● Short problem:
Before the records, report every line that contains the string "reflection", treating uppercase and lowercase as different.
———
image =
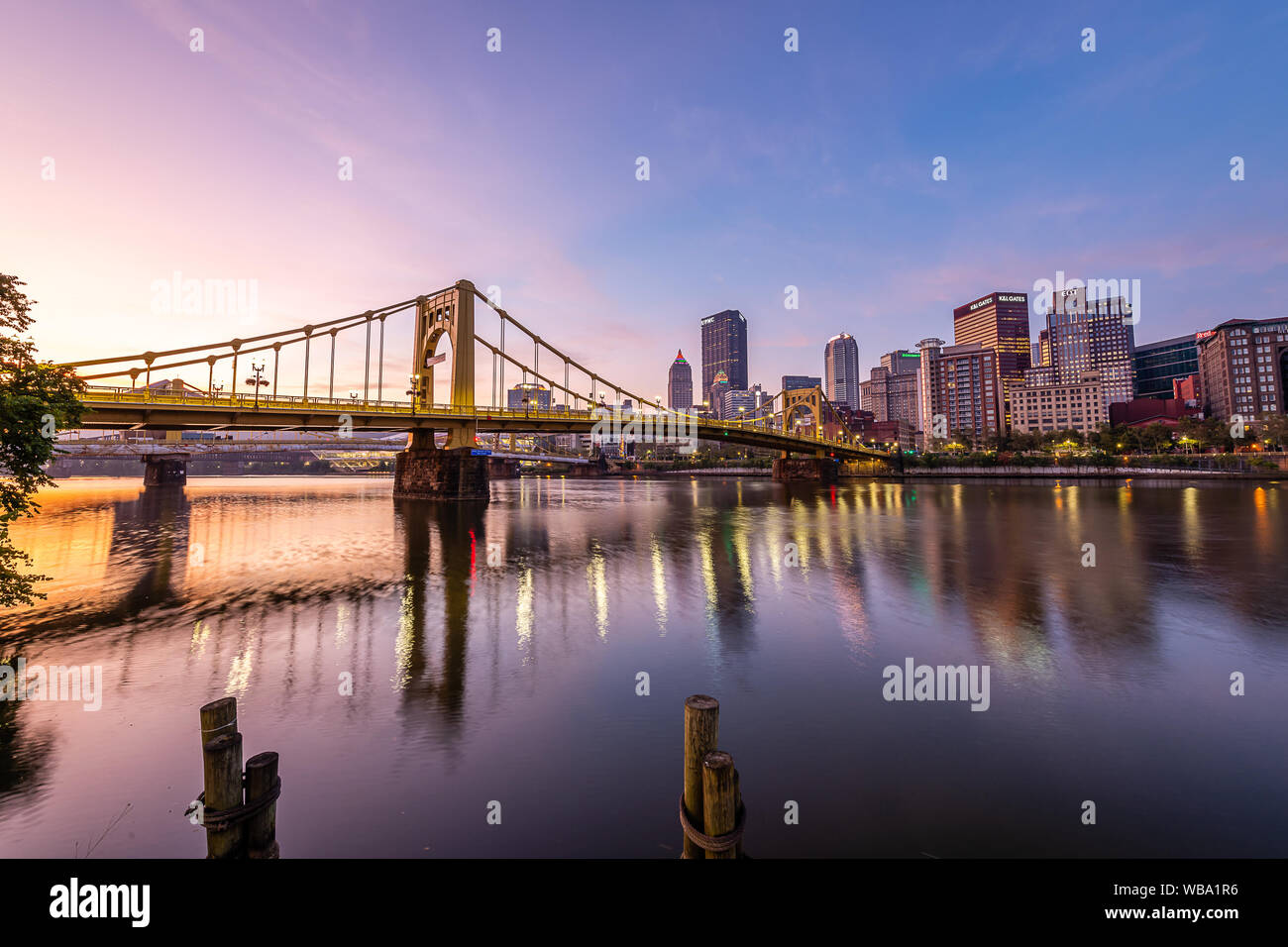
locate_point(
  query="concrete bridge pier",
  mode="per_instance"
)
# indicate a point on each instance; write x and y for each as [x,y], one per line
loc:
[424,472]
[502,470]
[815,470]
[165,470]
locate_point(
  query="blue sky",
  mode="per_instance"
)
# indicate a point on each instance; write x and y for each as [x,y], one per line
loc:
[768,167]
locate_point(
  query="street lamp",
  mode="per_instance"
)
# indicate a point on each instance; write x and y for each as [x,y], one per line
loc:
[413,381]
[258,368]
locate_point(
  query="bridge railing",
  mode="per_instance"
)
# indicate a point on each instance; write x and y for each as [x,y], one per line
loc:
[339,406]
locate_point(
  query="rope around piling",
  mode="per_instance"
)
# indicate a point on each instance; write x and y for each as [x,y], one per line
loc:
[223,819]
[712,843]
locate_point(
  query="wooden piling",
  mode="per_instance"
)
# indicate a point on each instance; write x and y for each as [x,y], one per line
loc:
[719,809]
[737,805]
[222,753]
[262,827]
[700,733]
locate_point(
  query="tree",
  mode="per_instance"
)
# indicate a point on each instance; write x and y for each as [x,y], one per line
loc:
[37,398]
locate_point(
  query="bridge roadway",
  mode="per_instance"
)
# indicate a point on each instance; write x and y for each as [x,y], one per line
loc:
[86,447]
[119,408]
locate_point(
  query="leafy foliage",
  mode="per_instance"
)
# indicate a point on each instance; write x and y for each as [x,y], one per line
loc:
[37,398]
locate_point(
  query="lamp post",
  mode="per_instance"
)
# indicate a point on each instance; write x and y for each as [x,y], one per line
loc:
[412,390]
[258,368]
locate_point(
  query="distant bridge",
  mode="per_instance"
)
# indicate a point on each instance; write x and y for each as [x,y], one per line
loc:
[445,313]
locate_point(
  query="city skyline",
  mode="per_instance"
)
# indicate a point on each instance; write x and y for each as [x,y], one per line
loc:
[245,127]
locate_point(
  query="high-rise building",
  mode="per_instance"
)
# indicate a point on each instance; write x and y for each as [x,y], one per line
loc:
[1243,368]
[866,395]
[841,369]
[1047,407]
[1093,335]
[742,405]
[679,384]
[894,388]
[1158,364]
[999,321]
[793,381]
[724,348]
[926,348]
[528,395]
[961,390]
[715,394]
[902,363]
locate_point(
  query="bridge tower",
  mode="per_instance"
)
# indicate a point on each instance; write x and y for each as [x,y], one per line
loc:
[455,472]
[818,467]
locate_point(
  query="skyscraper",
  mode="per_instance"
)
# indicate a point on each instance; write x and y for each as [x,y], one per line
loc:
[999,321]
[793,381]
[961,388]
[679,384]
[1093,335]
[841,369]
[1243,365]
[724,348]
[1162,363]
[713,395]
[896,388]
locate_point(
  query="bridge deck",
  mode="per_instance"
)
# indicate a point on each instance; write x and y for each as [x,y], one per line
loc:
[138,408]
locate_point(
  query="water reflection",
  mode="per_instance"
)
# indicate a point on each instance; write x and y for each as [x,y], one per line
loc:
[467,628]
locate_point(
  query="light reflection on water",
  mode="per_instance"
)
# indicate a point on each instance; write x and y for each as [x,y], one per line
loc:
[515,682]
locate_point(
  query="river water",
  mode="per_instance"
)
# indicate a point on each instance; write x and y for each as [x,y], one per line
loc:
[494,656]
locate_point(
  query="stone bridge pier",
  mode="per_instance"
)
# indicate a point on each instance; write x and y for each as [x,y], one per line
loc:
[814,470]
[425,472]
[165,470]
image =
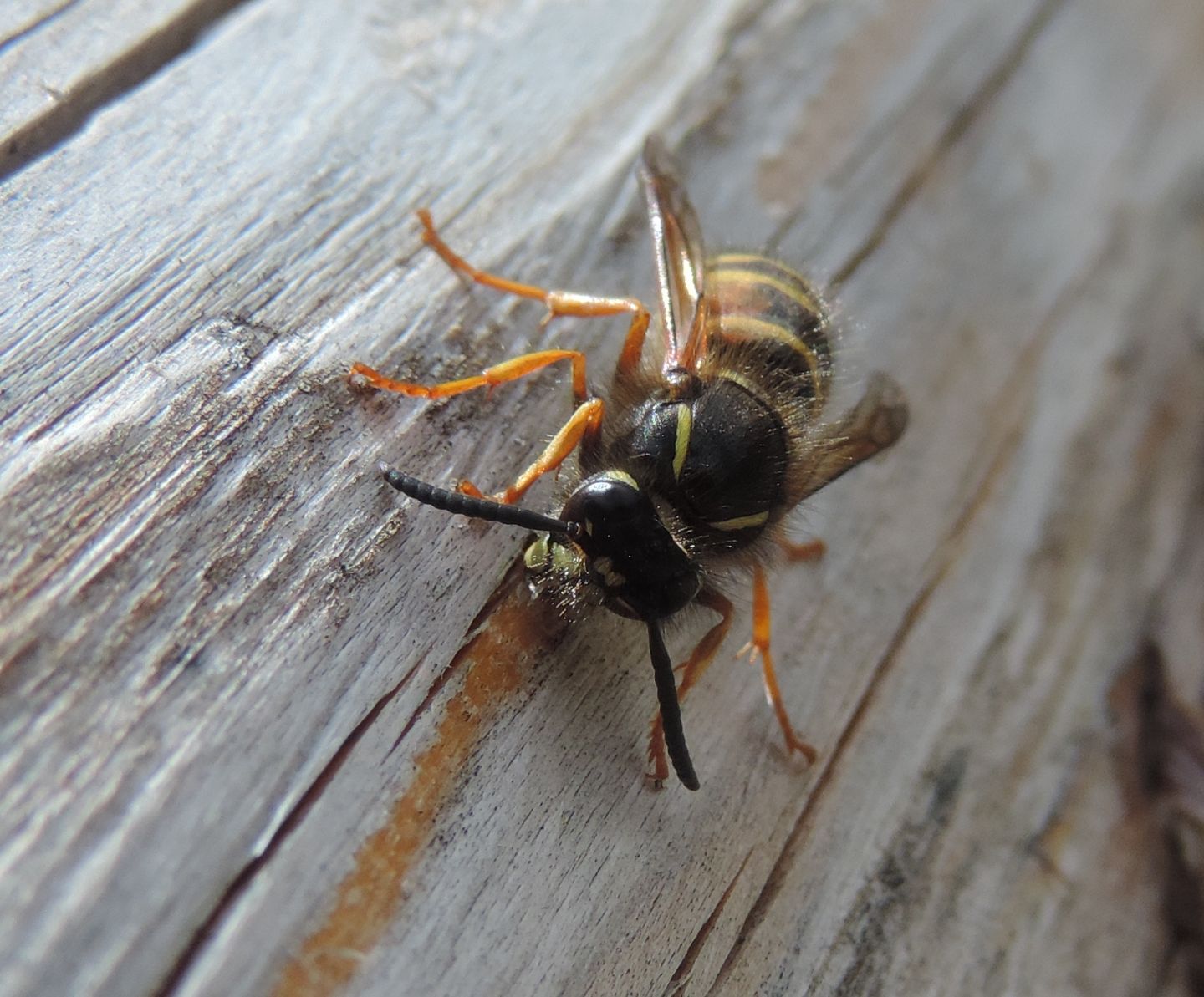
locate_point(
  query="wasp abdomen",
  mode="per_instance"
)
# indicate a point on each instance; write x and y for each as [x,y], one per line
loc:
[766,317]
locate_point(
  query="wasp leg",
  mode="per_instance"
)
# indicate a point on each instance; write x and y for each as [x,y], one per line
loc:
[500,374]
[583,424]
[691,671]
[873,425]
[812,551]
[760,647]
[558,303]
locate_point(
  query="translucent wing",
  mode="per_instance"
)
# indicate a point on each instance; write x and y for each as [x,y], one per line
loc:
[681,262]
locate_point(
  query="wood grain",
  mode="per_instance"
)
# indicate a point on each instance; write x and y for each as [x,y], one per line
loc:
[268,729]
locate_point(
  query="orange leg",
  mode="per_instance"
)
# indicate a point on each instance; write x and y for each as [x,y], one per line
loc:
[508,370]
[585,422]
[691,671]
[555,301]
[812,551]
[760,646]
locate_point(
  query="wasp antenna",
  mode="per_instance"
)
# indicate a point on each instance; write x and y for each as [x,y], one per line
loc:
[671,710]
[475,508]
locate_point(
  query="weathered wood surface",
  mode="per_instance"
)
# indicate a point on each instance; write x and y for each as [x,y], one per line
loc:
[266,729]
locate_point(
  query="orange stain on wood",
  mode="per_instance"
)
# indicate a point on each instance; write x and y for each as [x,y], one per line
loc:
[495,664]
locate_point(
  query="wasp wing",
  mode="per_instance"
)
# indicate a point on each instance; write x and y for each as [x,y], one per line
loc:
[681,262]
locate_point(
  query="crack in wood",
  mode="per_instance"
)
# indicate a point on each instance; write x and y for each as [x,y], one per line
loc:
[45,133]
[946,557]
[681,978]
[241,883]
[21,34]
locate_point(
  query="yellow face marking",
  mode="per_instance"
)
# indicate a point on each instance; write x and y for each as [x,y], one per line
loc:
[795,294]
[681,441]
[621,476]
[741,521]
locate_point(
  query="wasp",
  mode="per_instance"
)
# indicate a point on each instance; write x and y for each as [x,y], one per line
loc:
[690,466]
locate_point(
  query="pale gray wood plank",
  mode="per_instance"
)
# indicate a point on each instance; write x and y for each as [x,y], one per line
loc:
[62,62]
[210,589]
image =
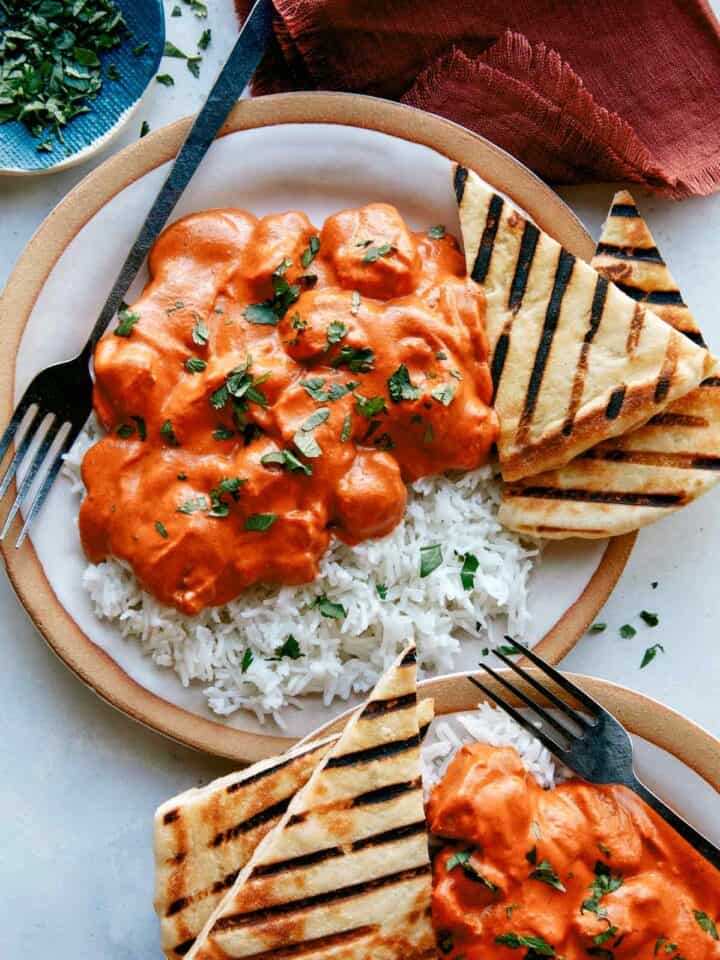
———
● Exercise result:
  query="water reflection",
  query="light reflection on water",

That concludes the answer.